What the task asks: Could you arrange the records from the line that contains "Should you be willing to segment every instance of the glass" through the line that contains "M244 55L244 69L255", both included, as a Markdown table with columns Row and Line, numbering each row and leaving out any blank lines?

Listing:
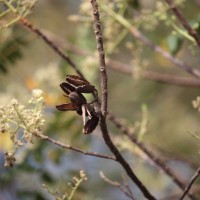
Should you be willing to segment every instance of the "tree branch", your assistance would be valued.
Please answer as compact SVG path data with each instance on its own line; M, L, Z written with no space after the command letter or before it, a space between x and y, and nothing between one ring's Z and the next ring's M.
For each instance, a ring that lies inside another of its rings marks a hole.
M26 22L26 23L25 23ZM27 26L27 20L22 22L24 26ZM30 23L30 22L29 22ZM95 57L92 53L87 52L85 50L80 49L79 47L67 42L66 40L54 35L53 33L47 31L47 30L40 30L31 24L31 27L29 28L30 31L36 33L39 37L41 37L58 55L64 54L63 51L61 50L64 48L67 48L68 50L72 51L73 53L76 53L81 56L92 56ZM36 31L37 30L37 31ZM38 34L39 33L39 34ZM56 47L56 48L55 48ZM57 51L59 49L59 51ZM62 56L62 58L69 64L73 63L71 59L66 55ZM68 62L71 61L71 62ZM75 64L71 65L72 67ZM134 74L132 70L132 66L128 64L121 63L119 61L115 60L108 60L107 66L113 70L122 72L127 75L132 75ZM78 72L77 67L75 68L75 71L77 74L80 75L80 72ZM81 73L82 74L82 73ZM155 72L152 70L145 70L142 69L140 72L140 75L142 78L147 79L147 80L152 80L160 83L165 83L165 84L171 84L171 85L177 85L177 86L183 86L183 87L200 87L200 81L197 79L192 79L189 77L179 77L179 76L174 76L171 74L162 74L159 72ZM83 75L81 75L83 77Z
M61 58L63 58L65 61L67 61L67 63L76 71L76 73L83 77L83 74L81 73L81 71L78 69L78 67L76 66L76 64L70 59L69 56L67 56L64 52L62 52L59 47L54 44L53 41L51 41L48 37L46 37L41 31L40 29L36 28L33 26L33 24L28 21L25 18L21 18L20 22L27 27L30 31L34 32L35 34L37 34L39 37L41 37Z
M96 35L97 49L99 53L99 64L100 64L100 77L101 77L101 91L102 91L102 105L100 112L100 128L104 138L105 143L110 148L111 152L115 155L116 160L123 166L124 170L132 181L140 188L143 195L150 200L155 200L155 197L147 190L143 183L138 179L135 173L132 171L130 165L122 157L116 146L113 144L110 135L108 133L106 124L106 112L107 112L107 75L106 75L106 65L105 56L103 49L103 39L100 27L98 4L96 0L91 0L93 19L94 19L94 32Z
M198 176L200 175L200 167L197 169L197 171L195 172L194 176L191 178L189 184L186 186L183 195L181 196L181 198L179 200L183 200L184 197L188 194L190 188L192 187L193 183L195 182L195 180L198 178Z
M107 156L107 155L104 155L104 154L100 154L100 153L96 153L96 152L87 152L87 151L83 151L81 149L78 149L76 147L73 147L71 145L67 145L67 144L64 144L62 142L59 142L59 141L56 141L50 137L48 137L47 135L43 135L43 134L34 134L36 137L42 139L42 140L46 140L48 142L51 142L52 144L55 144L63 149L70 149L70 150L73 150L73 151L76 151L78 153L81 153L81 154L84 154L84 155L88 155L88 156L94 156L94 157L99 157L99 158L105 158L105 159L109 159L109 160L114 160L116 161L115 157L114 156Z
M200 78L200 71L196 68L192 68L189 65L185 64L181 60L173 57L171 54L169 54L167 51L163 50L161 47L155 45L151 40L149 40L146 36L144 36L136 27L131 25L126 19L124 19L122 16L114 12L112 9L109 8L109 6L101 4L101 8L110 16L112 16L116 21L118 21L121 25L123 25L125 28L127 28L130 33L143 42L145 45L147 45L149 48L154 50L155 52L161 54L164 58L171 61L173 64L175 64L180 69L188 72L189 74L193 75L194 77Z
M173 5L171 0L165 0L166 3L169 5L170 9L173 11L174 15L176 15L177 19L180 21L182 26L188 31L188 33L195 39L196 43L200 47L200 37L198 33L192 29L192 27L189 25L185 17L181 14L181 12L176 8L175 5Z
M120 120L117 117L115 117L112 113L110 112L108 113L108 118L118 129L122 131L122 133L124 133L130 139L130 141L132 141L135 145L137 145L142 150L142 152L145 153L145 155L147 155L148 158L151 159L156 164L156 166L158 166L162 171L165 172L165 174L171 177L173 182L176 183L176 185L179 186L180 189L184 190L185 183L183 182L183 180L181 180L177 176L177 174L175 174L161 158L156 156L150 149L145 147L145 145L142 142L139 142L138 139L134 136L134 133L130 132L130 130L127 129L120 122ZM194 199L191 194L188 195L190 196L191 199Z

---

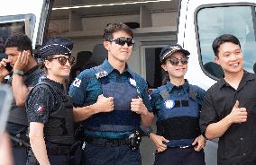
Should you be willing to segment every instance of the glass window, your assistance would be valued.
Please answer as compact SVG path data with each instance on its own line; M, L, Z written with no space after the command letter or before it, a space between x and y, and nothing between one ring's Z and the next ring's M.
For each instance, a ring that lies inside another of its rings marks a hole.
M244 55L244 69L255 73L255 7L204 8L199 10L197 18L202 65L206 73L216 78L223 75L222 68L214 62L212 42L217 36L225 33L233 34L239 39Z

---

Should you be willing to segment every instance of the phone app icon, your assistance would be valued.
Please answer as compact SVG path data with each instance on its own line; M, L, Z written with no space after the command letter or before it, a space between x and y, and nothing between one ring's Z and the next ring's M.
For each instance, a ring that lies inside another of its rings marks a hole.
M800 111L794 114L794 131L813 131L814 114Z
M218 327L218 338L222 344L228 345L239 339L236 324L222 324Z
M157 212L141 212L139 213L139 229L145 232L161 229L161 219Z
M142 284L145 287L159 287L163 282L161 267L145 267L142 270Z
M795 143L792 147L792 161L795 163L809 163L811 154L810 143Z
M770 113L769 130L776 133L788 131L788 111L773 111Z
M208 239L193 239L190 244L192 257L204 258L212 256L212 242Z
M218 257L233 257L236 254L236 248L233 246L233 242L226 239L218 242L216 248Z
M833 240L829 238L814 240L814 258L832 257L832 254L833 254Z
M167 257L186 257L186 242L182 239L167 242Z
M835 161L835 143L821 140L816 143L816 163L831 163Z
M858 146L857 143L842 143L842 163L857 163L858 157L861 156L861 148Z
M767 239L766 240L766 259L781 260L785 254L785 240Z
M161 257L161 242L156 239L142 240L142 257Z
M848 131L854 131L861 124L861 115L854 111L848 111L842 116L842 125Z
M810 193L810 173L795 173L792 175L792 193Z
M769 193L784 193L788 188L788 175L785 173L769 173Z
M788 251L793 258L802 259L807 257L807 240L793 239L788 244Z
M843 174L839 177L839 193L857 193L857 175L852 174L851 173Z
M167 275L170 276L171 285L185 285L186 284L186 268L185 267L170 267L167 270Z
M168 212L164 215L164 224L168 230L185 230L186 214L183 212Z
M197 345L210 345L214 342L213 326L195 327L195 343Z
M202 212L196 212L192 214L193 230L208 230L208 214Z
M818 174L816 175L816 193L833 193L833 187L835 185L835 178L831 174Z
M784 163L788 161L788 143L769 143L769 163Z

Response:
| Row | Line |
|---|---|
| 1 | Should you be willing to segment every instance of the glass window, your assistance would be valued. |
| 2 | Please answer as compact SVG path data with each instance on its own line; M, L, Z written with no space after the command letter or before it, a space between x and y, and nothing between one ring's Z and the next ring's M. |
| 3 | For each instance, a ring that lies inside another of its rings marks a hole. |
| 4 | M244 55L244 69L255 73L255 7L204 8L199 10L197 18L202 65L206 73L216 78L223 75L222 68L214 62L212 42L217 36L225 33L233 34L239 39Z |